*REQUIRED WORK*
Identify every line of the records below that contains the word "dark", and copy each of those lines. Case counts.

*SUPPLIED RECORDS*
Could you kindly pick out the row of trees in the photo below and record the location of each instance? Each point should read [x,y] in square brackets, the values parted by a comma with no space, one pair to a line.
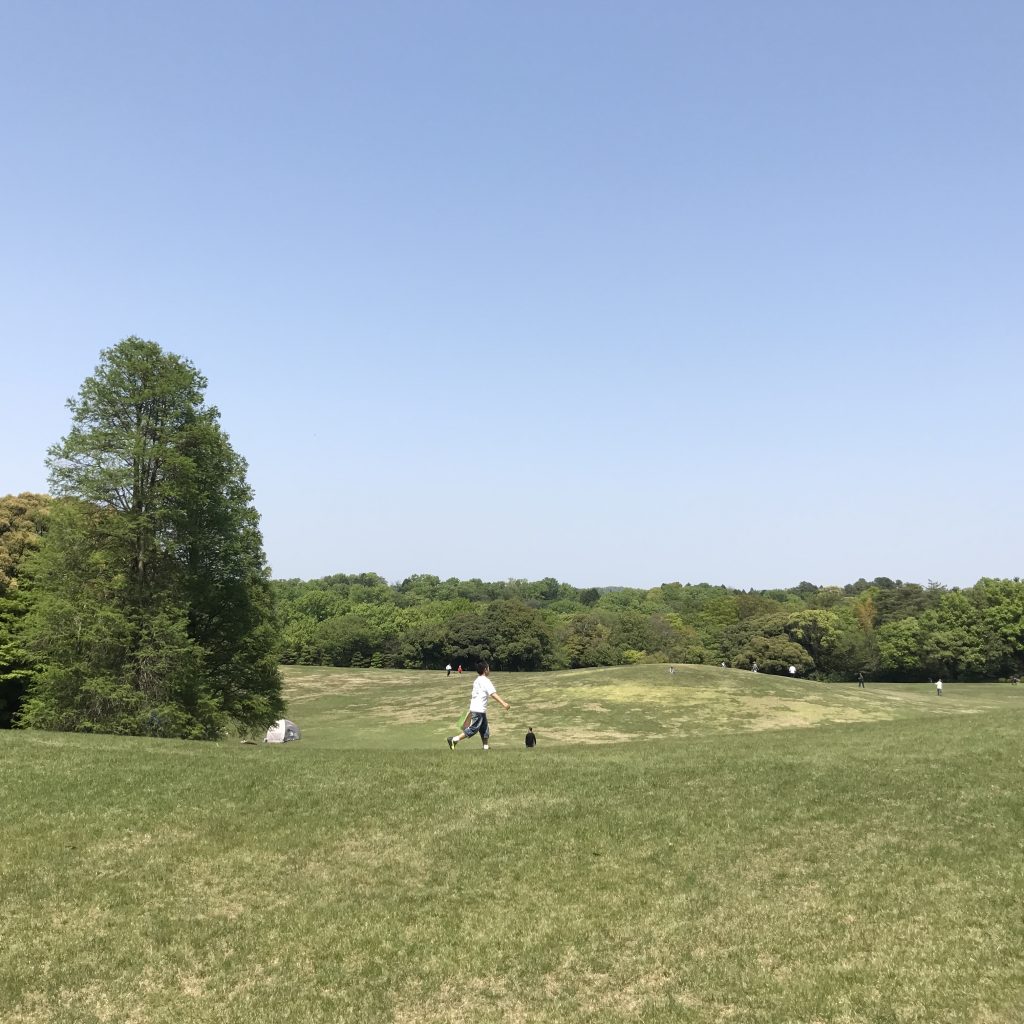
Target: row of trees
[886,628]
[138,599]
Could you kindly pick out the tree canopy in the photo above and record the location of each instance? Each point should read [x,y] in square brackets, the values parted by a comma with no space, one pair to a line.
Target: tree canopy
[884,629]
[152,608]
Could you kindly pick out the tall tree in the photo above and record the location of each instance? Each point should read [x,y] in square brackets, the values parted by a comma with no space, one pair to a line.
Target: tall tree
[23,521]
[153,612]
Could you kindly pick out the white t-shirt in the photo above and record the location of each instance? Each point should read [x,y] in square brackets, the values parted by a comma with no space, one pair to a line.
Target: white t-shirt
[482,688]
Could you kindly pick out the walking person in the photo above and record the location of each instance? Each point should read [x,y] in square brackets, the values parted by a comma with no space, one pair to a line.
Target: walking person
[483,689]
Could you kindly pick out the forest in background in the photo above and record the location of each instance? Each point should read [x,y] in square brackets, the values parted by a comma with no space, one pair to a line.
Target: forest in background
[884,629]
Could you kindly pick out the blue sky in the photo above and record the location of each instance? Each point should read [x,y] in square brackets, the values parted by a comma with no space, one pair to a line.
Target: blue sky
[620,293]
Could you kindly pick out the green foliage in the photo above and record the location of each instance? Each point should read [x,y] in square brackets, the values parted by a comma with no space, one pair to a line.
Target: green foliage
[153,610]
[827,632]
[23,521]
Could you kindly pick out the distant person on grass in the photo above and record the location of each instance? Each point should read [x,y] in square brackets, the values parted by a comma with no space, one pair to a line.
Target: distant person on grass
[482,690]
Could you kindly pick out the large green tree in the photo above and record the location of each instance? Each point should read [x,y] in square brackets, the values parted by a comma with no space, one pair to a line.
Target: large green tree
[153,611]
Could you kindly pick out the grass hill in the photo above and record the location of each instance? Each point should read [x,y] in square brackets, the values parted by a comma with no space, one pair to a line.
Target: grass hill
[709,846]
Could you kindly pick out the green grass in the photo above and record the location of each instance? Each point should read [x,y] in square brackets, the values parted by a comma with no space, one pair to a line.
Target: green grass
[712,846]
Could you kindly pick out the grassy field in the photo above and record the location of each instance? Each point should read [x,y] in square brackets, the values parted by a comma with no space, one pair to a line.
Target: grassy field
[710,846]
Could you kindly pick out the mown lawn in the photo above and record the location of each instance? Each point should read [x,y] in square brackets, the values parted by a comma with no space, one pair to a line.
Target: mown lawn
[759,854]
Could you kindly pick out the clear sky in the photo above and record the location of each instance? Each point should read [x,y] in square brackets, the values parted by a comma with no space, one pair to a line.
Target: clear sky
[621,293]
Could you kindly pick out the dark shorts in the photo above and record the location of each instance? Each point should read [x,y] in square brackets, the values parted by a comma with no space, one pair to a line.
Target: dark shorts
[477,724]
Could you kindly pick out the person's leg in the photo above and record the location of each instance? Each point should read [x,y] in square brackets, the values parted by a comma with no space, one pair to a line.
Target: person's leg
[470,730]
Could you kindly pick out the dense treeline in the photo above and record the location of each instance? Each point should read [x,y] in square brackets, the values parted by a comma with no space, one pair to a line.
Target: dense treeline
[884,629]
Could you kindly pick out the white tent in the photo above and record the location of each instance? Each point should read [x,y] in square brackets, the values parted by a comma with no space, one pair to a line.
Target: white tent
[283,731]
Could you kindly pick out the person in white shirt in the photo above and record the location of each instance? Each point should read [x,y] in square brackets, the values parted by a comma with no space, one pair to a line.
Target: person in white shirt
[482,690]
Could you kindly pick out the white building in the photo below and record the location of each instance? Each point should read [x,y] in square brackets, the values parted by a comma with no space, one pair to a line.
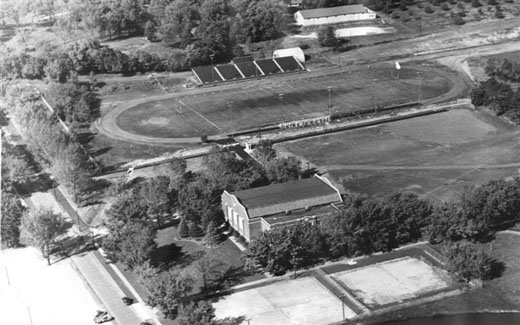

*TASK RESULT*
Could you kindly pick out the dark shorts in the photo above and record the location of each instance? Each point should read [x,y] in square brackets, the values parted by a comma with no space, one pair to a line.
Target: dark shorts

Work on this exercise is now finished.